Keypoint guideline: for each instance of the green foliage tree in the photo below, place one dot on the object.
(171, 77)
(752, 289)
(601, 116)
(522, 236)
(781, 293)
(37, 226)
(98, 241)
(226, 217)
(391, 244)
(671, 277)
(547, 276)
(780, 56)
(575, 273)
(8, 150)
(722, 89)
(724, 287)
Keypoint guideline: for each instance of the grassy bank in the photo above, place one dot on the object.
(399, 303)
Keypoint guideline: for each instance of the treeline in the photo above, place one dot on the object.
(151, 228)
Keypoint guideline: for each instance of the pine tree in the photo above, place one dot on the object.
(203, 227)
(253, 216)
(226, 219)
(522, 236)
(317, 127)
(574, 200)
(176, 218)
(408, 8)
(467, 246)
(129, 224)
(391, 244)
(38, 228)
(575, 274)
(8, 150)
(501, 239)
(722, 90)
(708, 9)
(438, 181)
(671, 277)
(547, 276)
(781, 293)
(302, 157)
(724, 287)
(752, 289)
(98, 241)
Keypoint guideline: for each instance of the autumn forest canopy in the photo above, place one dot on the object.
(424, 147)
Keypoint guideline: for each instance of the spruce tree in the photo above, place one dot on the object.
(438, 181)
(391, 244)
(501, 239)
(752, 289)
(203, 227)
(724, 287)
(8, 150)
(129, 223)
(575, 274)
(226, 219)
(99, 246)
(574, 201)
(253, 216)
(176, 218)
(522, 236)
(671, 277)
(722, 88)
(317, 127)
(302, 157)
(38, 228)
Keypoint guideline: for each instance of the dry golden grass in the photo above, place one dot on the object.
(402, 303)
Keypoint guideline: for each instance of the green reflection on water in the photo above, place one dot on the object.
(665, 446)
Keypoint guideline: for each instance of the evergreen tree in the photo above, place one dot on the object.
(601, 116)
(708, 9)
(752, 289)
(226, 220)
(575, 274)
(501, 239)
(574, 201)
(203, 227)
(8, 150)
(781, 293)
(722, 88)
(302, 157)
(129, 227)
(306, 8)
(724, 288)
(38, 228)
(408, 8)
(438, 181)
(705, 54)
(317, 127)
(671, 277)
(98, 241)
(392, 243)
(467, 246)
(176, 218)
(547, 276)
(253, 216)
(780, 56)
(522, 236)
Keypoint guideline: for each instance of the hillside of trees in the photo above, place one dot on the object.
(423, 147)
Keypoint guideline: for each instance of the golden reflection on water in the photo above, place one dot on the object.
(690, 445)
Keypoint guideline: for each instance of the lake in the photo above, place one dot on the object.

***

Description of the task
Everything from the line with "Keypoint guideline: for each instance of the treeline" through the last line of the material above should be echoed exactly, and nothing else.

Finished answer
Keypoint guideline: for each instance of the treeline in the photo above, place one dot on the object.
(151, 228)
Keypoint guideline: for each instance of the pine tree in the photo above, place one dot on the object.
(203, 227)
(253, 216)
(226, 219)
(522, 236)
(317, 127)
(574, 200)
(176, 218)
(408, 8)
(467, 246)
(129, 224)
(391, 244)
(38, 228)
(575, 274)
(8, 150)
(501, 239)
(722, 90)
(708, 9)
(438, 181)
(671, 277)
(547, 276)
(781, 293)
(302, 157)
(724, 287)
(752, 289)
(98, 241)
Keypoint guideline: for each instance of the autumn forest canopy in the photo above, place one dot on the object.
(424, 147)
Keypoint guideline: for each instance of the spruce tree in the photo above, place one dot on the object.
(438, 181)
(391, 244)
(501, 239)
(752, 289)
(203, 227)
(724, 287)
(8, 150)
(129, 223)
(575, 274)
(226, 219)
(99, 246)
(574, 201)
(253, 216)
(176, 218)
(522, 236)
(671, 277)
(722, 88)
(317, 127)
(302, 157)
(38, 228)
Keypoint guideline: for each instance of the dry golden grass in the photo above, place one dot on the object.
(402, 303)
Keypoint guideline: for each instance of the green reflection on water in the photo above, place one dot on the object.
(665, 446)
Keypoint guideline: for each instance of the evergreen tree in the photo above, place one dot on the object.
(601, 116)
(708, 9)
(752, 289)
(226, 220)
(575, 274)
(501, 239)
(574, 201)
(203, 227)
(8, 150)
(781, 293)
(722, 88)
(302, 157)
(129, 227)
(306, 8)
(724, 288)
(38, 228)
(408, 8)
(438, 181)
(705, 54)
(317, 127)
(671, 277)
(98, 241)
(392, 243)
(467, 246)
(176, 218)
(547, 276)
(253, 216)
(780, 56)
(522, 236)
Keypoint guideline: for each instance of the hillside of trees in the photo above, place one dot on the object.
(423, 147)
Keypoint guideline: for each instance of the golden reflection on water in the photo above, place one dot on the object.
(690, 445)
Keypoint guideline: for each instance of the lake in the photo above, place one dot on the object.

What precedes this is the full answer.